◆ Data for this task ◆
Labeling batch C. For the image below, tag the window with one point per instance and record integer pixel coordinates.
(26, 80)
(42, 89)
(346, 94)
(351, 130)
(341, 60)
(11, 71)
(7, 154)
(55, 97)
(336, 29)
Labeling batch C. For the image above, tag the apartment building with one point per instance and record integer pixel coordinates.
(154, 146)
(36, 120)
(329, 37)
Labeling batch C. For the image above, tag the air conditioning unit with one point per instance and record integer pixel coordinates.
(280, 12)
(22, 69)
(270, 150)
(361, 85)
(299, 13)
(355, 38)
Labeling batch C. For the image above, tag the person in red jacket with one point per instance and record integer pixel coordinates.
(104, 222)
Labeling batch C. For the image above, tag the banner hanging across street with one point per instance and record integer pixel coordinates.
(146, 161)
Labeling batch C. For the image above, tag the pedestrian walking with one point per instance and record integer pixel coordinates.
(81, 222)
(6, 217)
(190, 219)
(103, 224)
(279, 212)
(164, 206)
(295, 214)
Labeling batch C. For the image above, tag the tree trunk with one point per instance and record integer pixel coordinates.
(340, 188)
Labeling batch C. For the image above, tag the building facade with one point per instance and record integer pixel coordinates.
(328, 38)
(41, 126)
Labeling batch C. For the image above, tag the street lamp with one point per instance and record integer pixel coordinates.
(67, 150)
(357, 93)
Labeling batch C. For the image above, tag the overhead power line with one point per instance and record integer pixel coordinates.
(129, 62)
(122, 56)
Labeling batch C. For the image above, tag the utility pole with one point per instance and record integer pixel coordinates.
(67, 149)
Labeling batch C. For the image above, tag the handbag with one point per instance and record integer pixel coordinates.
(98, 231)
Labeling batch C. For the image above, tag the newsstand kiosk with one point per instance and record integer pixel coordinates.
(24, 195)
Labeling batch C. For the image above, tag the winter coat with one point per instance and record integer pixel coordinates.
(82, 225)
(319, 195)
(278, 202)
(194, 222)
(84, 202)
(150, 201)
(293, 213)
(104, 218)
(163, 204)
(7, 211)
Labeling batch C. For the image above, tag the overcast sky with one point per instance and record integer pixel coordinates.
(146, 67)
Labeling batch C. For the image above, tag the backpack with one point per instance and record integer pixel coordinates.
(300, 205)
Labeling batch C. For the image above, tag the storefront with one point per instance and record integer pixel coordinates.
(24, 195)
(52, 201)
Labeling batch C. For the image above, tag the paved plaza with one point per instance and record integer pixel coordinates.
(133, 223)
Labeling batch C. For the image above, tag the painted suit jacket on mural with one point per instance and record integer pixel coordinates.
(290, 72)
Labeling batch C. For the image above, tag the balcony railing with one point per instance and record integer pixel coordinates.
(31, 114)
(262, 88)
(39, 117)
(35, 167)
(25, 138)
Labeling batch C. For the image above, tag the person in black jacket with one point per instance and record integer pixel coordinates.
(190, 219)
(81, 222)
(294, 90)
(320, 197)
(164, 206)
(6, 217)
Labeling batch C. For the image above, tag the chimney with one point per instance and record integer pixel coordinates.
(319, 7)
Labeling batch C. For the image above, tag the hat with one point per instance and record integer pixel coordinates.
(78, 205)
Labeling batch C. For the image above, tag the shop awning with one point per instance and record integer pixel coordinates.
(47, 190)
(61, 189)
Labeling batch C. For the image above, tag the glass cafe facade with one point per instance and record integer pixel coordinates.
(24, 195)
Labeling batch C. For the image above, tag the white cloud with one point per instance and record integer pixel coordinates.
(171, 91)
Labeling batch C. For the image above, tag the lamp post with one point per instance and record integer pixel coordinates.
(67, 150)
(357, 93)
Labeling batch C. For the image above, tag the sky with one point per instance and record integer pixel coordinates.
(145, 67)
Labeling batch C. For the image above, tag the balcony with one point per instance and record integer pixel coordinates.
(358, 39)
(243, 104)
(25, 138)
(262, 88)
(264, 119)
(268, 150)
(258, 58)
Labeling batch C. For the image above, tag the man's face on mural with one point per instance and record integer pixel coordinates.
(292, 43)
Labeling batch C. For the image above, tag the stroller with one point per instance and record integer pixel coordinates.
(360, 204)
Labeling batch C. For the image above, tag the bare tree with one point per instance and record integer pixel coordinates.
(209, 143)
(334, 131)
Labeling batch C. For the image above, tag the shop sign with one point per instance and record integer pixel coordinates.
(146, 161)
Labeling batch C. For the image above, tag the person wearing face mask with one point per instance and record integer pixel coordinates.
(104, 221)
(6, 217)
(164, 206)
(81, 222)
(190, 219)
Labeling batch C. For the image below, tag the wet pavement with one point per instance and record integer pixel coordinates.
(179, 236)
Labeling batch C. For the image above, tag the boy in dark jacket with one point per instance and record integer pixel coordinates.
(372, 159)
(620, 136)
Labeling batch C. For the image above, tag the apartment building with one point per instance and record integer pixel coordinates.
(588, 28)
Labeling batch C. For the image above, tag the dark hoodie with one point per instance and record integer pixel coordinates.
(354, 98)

◆ Work required ◆
Retype the records above exactly.

◆ Solved exercise ◆
Labeling batch C. For the image below, tag the window with one point per instance and record integer pixel coordinates.
(26, 80)
(42, 89)
(346, 94)
(351, 130)
(341, 60)
(11, 71)
(7, 154)
(55, 97)
(336, 29)
Labeling batch C. For the image above, tag the apartment building with one point per instance and record integer pixel coordinates.
(154, 146)
(36, 120)
(329, 37)
Labeling batch C. For the image above, tag the air conditioning unit with one point per instance and record integer pixel coordinates.
(280, 12)
(22, 69)
(270, 150)
(361, 85)
(299, 13)
(355, 38)
Labeling batch C. For the image above, tag the person in red jacket with one point per instance and record integer pixel coordinates.
(104, 222)
Labeling batch C. For the image above, tag the banner hanging across street with one point per instance and record integer pixel coordinates.
(146, 161)
Labeling batch C. For the image above, tag the pedestrian walking with one point per instance and record integer pixel coordinates.
(81, 222)
(6, 217)
(190, 219)
(103, 224)
(279, 212)
(164, 206)
(295, 214)
Labeling batch C. For the image above, tag the tree trunk with one point per instance and record integer pixel coordinates.
(340, 188)
Labeling batch C. For the image above, tag the building facade with one point per instance and record integer pixel coordinates.
(328, 38)
(41, 126)
Labeling batch C. For the image above, tag the street lamp with one point per instance and record integer pixel coordinates.
(67, 150)
(357, 93)
Labeling batch C. For the image above, tag the overhead power line with one point per instance and record integer pixel coordinates.
(129, 62)
(122, 56)
Labeling batch C. For the image above, tag the utility pole with one point per instance and record integer pixel coordinates.
(67, 149)
Labeling batch C. For the image above, tag the handbag with one point per instance and record integer pixel coordinates.
(98, 231)
Labeling batch C. For the image above, tag the newsstand kiosk with one point per instance and record integer pixel coordinates.
(24, 195)
Labeling batch C. For the image above, tag the winter coat with one point per instance and record integer pixel coordinates.
(82, 225)
(319, 195)
(278, 202)
(194, 222)
(84, 202)
(150, 201)
(293, 213)
(104, 218)
(163, 204)
(7, 211)
Labeling batch C. For the image above, tag the overcast sky with one point per instance and record integer pixel coordinates.
(146, 67)
Labeling batch C. For the image above, tag the backpack with one point per instance and record integer pixel coordinates.
(300, 205)
Labeling batch C. For the image above, tag the storefront with one point per instance and record integer pixel coordinates.
(24, 195)
(52, 201)
Labeling batch C. For the image above, tag the paved plaza with one point per instance and record integer pixel coordinates.
(133, 223)
Labeling batch C. For the image above, tag the painted suit jacket on mural with one point per instance and record integer pixel coordinates.
(290, 72)
Labeling batch C. For the image above, tag the balcony railing with one point per instance and record integer pixel coordinates.
(31, 114)
(262, 88)
(39, 117)
(35, 167)
(25, 138)
Labeling batch C. For the image above, tag the person in black jacket with one point per instance and record integer pixel coordinates.
(190, 219)
(81, 222)
(294, 90)
(320, 197)
(164, 206)
(6, 217)
Labeling batch C. For the image above, tag the chimney with one point per instance and record integer pixel coordinates.
(319, 7)
Labeling batch C. For the image above, tag the hat with one point per instance and record integer pixel coordinates.
(78, 205)
Labeling batch C. For the image above, tag the shop awning with one point per instance and record integer pixel coordinates.
(47, 190)
(61, 189)
Labeling batch C. For the image above, tag the glass cafe facade with one point per instance and record integer pixel coordinates.
(24, 195)
Labeling batch C. For the image above, tag the white cloud with one point per instance and record integer pixel coordinates.
(171, 91)
Labeling batch C. For the image above, tag the lamp post with one point per instance and record integer pixel coordinates.
(67, 150)
(357, 93)
Labeling batch C. For the image above, tag the sky with one point per instance and record integer pixel coordinates.
(145, 67)
Labeling batch C. For the image above, tag the balcony with one point per instance and record integer pixel coordinates.
(358, 39)
(243, 104)
(25, 138)
(262, 88)
(264, 119)
(268, 150)
(258, 58)
Labeling batch C. For the image above, tag the man's face on mural with one point per instance and record integer pixel coordinates.
(292, 43)
Labeling batch C. For the image above, tag the stroller with one point per instance and record integer pixel coordinates.
(360, 204)
Labeling batch C. For the image above, tag the bare tree with one point per instance and record integer pixel coordinates.
(209, 143)
(334, 131)
Labeling batch C. For the image above, tag the shop sign with one point per instance and record integer pixel coordinates.
(146, 161)
Labeling batch C. For the image above, tag the person wearing face mask with one point per instance and record integer pixel coordinates.
(104, 221)
(6, 217)
(164, 206)
(81, 222)
(190, 219)
Labeling batch C. For the image below, tag the wet pavement with one point per instance and record integer pixel coordinates.
(179, 236)
Labeling batch C. For the image above, tag the boy in dark jacket with one point per instance and record integer pixel coordinates.
(372, 159)
(620, 136)
Labeling batch C. For the image above, tag the apartment building with one point per instance and record integer pixel coordinates.
(588, 28)
Labeling batch C. For the image above, tag the dark hoodie with one point per instance and record integer pixel coordinates.
(354, 98)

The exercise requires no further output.